» SOURCE PASSAGE:
________________________________________
NASCAR: Byron Wins the Battle, Sauter Wins the War

Johnny Sauter takes his first NASCAR Championship.

bySteve Cole Smith| PUBLISHED Nov 19, 2016 4:11 AM
NASCAR: Byron Wins the Battle, Sauter Wins the War

With seven teenagers starting in the top 12 of Friday night’s Ford EcoBoost 200 NASCAR Camping World truck series finale at Homestead-Miami Speedway, you might have expected plenty of caution flags.

But everybody behaved themselves, and aside from a few spins by backmarkers, it was a surprisingly calm run to the championship with the four Chase finalists, Christopher Bell, Matt Crafton, Tim Peters and Johnny Sauter able to battle it out among themselves with no real issues with the other trucks on the track.

And when the checkered flag fell, William Byron took the win, with Tyler Reddick second, but neither qualified for the final four chase. So third place was the most important finishing spot – that’s where Wisconsin veteran racer Johnny Sauter ended up, and it was enough to give him his first NASCAR championship.

Lofton, Bell and Peters all finished in the top 10, so it was a genuine shootout for all four contestants. It was sad that Byron didn’t make the championship run – he was leading in Phoenix when his engine failed, which moved him out of the top four. Byron won seven races this year, and it’s something of a fault in NASCAR’s championship structure – applied this year for the trucks and the Xfinity series for the first time – that one bad finish was enough to eliminate him from the championship chase.

At least Byron won again in the finale, so he definitely made his mark in the truck series this year after a stellar season.

It was an emotional championship for Sauter, who comes from a big racing family that has, for the most part, had to operate on the fringes of the big leagues despite undeniable talent. He started the race in 19th, the furthest back of any of the four finalists.

It was at least as emotional for crew chief Joe Shear, Jr. His father was a racer, and won four of the last five races in the final year of his career, which was cut short by cancer at age 54.

The championship was also a validation of Sauter’s move this year from the solid ThorSport team to the (then) two-year-old GMS Racing team, where his teammate is Spencer Gallagher, son of the owner of Allegiant Air, sponsor of Satuter's Chevrolet. The family has pumped a lot of money into GMS, and this is a validation of that investment, too.

Also winning last night was Toyota and Kyle Busch Motorsports, who earned the NASCAR Manufacturers’ Championship – Byron and Bell drive for KBM.

Saturday, it’s on to the Xfinity championship finale, and Sunday, for the NASCAR Sprint Cup championship.
________________________________________
» DATA LISTING:
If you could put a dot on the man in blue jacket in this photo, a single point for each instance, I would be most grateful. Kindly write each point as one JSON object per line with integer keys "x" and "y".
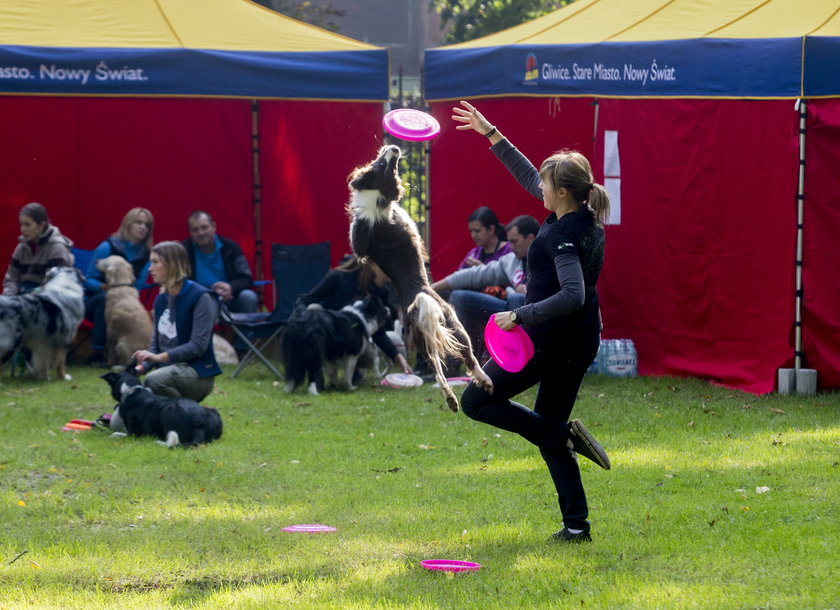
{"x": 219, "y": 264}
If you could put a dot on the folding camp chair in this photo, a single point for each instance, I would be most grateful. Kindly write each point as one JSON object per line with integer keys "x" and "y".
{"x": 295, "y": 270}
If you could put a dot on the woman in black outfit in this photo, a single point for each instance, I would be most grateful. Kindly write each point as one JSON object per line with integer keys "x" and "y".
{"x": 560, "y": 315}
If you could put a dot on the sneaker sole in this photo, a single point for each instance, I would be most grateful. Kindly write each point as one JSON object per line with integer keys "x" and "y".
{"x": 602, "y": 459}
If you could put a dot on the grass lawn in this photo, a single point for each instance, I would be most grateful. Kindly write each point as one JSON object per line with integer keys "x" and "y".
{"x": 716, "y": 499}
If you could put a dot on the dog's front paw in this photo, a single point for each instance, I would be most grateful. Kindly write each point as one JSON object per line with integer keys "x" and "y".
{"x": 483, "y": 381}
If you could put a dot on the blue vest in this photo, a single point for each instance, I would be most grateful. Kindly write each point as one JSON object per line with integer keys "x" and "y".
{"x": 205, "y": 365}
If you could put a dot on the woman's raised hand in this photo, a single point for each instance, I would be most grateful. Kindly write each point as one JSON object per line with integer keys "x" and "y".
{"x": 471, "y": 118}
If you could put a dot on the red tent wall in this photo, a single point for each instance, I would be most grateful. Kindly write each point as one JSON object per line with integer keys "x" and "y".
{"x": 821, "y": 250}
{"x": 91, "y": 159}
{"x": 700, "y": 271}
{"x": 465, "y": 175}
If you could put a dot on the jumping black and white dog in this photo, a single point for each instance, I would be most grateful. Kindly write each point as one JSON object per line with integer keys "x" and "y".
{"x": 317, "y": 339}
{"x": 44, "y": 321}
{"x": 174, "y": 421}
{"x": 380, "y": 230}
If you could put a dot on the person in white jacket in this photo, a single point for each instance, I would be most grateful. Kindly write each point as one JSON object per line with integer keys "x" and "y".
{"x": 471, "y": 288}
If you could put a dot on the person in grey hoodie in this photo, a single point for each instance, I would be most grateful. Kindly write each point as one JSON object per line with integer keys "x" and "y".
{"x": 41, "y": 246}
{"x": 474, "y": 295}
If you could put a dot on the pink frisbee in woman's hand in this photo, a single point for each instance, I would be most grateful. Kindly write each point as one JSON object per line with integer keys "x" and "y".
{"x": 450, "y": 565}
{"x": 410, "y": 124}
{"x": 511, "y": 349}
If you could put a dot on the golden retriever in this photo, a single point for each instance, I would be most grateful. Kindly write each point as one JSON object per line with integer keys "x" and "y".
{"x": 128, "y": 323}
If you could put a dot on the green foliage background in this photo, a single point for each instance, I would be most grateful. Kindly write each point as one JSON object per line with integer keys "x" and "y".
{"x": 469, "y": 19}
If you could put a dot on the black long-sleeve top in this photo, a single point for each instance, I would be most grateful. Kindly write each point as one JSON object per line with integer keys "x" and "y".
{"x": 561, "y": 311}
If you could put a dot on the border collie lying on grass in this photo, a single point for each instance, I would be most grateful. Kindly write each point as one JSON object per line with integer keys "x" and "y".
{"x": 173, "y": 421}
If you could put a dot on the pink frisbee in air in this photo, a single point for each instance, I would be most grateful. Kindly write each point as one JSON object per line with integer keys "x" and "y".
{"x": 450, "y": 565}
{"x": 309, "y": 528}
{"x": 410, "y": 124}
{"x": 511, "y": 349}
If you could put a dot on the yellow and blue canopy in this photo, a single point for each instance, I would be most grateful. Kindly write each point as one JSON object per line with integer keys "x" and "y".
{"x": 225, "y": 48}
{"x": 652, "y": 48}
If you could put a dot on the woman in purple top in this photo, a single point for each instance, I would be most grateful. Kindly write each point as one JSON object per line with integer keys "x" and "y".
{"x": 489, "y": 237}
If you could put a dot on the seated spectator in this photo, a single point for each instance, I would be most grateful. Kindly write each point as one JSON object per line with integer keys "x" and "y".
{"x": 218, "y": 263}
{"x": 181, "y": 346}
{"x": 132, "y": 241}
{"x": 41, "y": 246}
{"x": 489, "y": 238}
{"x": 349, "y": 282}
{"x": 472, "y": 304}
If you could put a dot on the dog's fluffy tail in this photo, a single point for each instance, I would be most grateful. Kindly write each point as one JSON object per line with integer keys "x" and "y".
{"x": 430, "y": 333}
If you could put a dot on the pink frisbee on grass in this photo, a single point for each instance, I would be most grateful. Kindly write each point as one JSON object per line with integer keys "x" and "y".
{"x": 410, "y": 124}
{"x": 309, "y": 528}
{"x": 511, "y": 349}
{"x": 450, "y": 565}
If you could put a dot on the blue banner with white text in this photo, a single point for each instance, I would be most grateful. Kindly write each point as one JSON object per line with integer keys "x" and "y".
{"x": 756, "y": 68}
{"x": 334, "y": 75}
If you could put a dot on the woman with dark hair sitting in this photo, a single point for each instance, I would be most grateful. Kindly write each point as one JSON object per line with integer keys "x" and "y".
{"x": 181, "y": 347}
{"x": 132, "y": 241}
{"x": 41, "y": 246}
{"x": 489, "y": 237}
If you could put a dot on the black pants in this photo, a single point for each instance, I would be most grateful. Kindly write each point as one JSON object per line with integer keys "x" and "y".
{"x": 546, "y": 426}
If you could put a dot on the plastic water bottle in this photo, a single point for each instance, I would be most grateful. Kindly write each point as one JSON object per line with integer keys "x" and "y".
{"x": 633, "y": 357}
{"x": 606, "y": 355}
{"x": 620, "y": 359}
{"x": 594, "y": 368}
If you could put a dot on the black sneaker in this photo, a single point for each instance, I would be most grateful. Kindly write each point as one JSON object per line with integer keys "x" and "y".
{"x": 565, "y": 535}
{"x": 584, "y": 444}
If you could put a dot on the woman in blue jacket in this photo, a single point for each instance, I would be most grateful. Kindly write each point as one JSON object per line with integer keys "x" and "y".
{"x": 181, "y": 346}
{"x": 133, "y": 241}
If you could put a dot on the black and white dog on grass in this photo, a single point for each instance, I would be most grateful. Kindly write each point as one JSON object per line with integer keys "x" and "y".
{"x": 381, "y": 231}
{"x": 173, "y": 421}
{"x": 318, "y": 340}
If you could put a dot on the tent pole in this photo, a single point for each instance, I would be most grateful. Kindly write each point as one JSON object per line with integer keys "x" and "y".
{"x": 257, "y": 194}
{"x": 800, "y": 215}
________________________________________
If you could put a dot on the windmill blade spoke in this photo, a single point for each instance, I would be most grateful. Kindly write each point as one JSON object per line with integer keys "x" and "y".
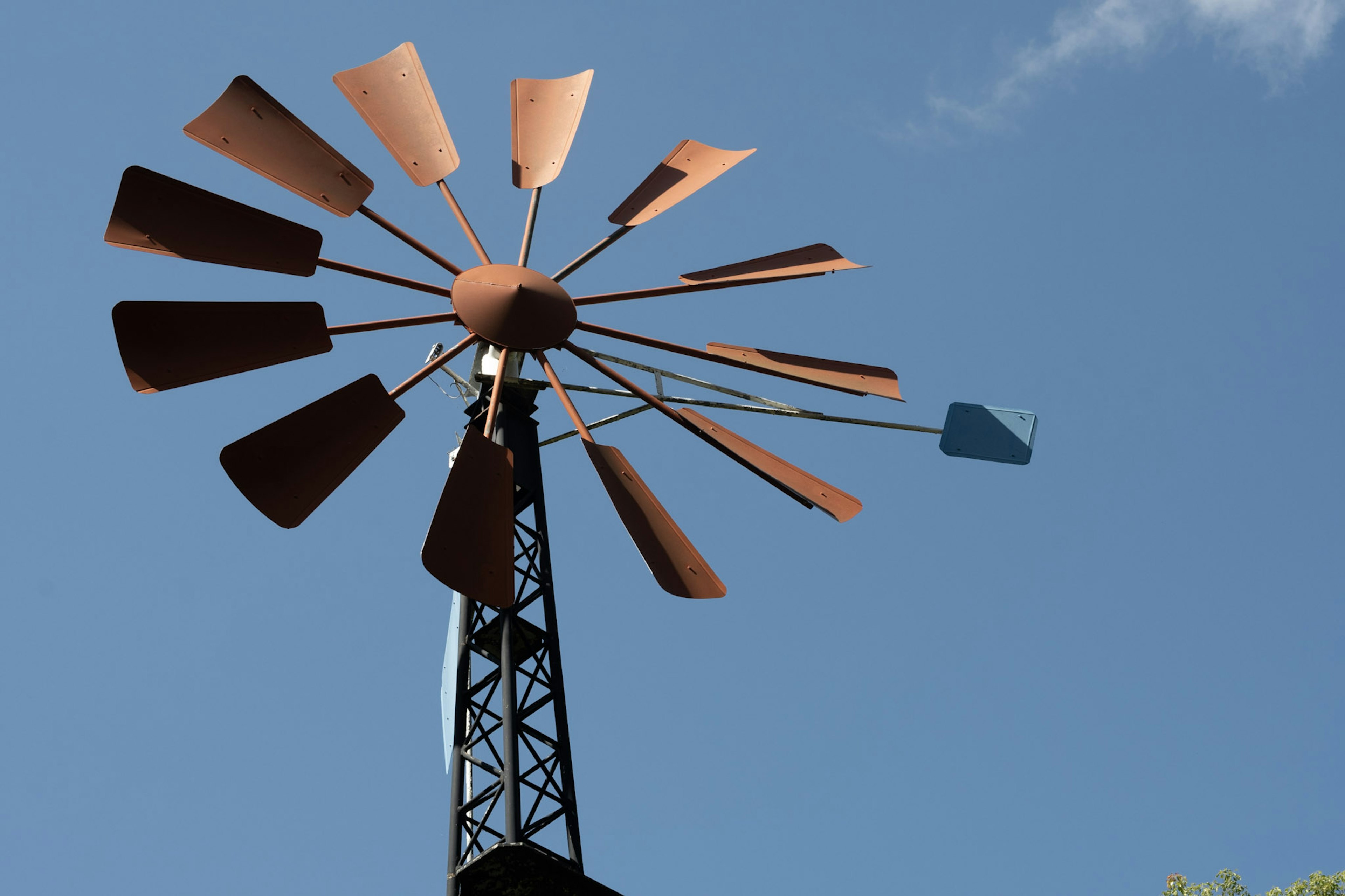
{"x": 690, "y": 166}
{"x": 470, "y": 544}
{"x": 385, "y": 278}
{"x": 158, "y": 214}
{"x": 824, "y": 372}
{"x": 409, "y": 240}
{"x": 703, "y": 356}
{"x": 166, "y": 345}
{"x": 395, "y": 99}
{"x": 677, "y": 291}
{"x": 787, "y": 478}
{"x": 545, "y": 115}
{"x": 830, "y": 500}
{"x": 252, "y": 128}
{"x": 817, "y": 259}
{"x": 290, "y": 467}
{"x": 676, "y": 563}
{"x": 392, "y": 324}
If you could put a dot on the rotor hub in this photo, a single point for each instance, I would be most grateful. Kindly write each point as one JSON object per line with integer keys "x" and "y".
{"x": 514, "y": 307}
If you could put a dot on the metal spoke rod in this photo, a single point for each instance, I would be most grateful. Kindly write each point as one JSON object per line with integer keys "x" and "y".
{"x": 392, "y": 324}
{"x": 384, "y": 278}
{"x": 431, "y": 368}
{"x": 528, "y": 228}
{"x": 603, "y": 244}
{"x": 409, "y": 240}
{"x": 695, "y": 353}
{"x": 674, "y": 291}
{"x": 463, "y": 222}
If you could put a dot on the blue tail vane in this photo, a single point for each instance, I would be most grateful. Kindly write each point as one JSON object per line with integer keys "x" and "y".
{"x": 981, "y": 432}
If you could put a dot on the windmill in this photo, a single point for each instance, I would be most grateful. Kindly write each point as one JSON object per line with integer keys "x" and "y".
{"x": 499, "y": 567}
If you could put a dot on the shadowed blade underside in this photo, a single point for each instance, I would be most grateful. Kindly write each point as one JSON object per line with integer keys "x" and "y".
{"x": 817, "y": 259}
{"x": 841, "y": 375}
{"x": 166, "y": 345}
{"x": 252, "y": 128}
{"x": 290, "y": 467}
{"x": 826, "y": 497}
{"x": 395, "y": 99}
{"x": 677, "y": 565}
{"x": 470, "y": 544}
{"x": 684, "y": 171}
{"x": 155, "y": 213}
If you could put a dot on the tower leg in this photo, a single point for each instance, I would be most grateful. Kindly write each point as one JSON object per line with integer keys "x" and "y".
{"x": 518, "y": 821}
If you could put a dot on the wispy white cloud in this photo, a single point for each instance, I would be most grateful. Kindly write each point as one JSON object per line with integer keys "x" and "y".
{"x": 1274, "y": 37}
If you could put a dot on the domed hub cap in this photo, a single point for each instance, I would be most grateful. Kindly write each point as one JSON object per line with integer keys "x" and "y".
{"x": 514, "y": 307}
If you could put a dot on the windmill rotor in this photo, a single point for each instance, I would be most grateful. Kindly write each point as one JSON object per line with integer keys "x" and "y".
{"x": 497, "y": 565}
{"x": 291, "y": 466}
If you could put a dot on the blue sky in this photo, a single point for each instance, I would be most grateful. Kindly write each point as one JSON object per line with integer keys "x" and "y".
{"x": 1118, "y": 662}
________________________________________
» EXERCISE DETAILS: According to the NASCAR report, from what position did Johnny Sauter start the race? The lines are separate material with no connection to the NASCAR report.

» ANSWER BOX: He started in 19th, the furthest back of any of the four finalists.